» **EXTRACT TO READ**

--- Begin ---

Sarah and four daughters - circa 1895 |
Here’s an
interesting if rather sad story about a lady called Sarah Ellen Bancroft born
in Keighley, Yorkshire in 1860.
Sarah was
the daughter of John and Margaret [ne:Walbank] Bancroft and was baptised at
Keighley Primitive Methodist Chapel on 9th May 1863.
Her father John, earned a living in the various heavy engineering businesses in the town as an iron turner in a foundry and later as a mechanic and he and Margaret had four children in their short marriage, before Margaret died in 1862, age 24 years, of consumption [TB] after only four years of marriage, leaving Sarah without a mother at only two years of age.
Sarah's baptism at Keighley Primitive Chapel, Keighley |
Her father John, earned a living in the various heavy engineering businesses in the town as an iron turner in a foundry and later as a mechanic and he and Margaret had four children in their short marriage, before Margaret died in 1862, age 24 years, of consumption [TB] after only four years of marriage, leaving Sarah without a mother at only two years of age.

--- End ---

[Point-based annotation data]
--- Begin ---

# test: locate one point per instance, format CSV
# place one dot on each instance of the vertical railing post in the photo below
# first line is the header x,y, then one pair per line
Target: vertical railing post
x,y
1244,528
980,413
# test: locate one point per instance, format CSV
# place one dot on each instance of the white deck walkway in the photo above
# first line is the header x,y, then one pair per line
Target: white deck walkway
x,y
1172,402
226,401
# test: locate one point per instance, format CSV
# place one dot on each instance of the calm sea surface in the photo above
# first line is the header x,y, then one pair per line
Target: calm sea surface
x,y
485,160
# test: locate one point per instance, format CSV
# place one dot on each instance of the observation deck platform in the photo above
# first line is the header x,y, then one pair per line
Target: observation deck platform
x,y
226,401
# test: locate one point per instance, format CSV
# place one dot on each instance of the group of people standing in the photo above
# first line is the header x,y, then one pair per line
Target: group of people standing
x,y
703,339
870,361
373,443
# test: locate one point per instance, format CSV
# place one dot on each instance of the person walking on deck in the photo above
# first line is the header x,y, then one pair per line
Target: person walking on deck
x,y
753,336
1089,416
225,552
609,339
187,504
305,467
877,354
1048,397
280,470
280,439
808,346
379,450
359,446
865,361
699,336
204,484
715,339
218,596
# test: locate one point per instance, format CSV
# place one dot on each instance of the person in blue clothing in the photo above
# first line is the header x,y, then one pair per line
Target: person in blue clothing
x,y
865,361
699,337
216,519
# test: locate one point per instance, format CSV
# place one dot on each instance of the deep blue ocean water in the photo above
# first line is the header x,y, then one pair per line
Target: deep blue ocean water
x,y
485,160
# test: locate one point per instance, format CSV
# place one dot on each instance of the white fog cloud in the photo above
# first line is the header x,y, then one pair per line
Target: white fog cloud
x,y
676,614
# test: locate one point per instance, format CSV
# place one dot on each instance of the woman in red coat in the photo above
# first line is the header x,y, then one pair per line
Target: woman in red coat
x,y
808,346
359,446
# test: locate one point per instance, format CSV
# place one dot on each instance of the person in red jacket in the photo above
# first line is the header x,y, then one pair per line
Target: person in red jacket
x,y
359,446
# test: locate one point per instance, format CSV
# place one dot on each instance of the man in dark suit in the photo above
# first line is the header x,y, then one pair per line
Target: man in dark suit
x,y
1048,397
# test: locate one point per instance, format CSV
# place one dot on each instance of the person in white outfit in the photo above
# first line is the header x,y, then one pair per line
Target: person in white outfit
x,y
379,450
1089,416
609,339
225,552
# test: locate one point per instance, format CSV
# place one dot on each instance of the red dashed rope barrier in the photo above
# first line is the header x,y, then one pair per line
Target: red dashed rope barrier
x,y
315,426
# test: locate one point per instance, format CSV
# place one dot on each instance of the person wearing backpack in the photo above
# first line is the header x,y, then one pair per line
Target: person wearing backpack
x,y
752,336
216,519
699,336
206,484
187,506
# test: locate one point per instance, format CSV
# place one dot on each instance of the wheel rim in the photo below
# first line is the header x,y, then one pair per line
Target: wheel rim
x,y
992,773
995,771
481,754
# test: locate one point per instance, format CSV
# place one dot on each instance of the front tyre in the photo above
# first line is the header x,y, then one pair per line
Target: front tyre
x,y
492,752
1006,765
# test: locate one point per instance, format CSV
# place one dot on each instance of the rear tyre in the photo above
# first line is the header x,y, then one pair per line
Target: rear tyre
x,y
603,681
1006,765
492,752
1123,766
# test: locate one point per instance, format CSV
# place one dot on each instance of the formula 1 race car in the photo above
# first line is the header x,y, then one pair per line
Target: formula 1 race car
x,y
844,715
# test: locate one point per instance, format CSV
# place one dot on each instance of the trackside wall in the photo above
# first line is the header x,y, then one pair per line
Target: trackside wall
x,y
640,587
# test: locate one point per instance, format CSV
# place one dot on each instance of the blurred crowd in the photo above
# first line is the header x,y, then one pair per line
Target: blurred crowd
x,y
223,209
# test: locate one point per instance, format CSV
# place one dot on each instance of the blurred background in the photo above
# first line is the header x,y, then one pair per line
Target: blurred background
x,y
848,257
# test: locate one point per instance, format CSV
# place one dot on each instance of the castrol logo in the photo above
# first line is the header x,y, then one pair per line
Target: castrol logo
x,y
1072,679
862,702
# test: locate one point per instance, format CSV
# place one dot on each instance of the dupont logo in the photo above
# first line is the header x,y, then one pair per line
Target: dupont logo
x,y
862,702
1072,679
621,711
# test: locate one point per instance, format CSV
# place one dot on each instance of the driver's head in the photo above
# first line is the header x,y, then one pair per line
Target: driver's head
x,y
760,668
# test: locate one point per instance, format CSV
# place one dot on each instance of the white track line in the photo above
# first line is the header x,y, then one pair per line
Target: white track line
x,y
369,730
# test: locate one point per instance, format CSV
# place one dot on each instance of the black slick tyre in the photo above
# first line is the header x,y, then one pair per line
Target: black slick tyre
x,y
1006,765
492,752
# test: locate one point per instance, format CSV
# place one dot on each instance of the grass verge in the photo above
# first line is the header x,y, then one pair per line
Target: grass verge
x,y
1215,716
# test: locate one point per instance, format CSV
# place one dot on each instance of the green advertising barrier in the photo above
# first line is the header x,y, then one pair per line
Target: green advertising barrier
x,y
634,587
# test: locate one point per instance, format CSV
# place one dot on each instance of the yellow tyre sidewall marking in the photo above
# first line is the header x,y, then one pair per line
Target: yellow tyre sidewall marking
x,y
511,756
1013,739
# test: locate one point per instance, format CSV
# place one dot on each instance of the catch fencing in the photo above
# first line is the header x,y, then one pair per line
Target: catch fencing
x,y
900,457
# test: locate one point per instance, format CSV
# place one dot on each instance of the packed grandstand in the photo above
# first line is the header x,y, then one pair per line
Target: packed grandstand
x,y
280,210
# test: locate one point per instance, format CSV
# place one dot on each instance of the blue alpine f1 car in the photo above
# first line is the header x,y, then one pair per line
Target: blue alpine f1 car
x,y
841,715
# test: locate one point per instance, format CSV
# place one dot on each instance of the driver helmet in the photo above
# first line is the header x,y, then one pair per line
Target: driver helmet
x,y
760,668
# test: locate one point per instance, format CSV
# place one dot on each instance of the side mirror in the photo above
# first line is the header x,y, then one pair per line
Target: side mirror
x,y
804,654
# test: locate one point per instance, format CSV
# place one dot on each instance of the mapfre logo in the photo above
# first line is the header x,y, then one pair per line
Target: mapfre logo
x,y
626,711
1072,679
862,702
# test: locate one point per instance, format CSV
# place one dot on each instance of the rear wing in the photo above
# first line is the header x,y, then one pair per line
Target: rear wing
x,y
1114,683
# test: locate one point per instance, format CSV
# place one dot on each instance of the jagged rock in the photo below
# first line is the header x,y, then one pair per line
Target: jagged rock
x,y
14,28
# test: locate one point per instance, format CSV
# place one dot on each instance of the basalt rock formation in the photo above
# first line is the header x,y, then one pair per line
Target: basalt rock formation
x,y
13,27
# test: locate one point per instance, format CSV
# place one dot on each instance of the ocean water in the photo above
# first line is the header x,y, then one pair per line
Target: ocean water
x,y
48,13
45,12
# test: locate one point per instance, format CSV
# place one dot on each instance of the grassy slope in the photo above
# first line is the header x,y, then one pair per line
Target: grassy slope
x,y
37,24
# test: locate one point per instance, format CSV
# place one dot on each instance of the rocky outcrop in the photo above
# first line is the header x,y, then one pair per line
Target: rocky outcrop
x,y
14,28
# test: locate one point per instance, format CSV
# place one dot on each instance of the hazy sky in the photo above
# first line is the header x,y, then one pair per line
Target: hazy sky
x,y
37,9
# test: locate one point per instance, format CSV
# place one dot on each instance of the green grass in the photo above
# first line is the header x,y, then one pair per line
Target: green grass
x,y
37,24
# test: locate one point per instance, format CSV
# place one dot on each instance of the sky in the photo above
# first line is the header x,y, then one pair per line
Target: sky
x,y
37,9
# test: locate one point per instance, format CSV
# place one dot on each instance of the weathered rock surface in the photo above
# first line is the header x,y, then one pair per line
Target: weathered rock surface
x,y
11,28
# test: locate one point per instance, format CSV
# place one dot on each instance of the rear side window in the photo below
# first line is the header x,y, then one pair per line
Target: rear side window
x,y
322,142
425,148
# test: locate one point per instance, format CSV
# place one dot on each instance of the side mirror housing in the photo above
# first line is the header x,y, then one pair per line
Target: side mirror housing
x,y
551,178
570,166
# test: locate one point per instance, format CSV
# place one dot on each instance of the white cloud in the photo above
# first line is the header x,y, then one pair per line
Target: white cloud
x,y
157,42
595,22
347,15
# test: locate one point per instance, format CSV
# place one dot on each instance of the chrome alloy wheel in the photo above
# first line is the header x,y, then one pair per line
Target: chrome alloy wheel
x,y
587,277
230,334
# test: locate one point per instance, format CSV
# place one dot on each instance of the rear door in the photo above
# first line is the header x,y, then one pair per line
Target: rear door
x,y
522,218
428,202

--- End ---

» **WHAT THE EXERCISE ASKS**
In the story of Sarah Ellen Bancroft above, transcribe the passage that begins with the words containing "Sarah and four" and ends with "9th May 1863.".

» **RESULT FOR THIS EXERCISE**
Sarah and four daughters - circa 1895 |
Here’s an
interesting if rather sad story about a lady called Sarah Ellen Bancroft born
in Keighley, Yorkshire in 1860.
Sarah was
the daughter of John and Margaret [ne:Walbank] Bancroft and was baptised at
Keighley Primitive Methodist Chapel on 9th May 1863.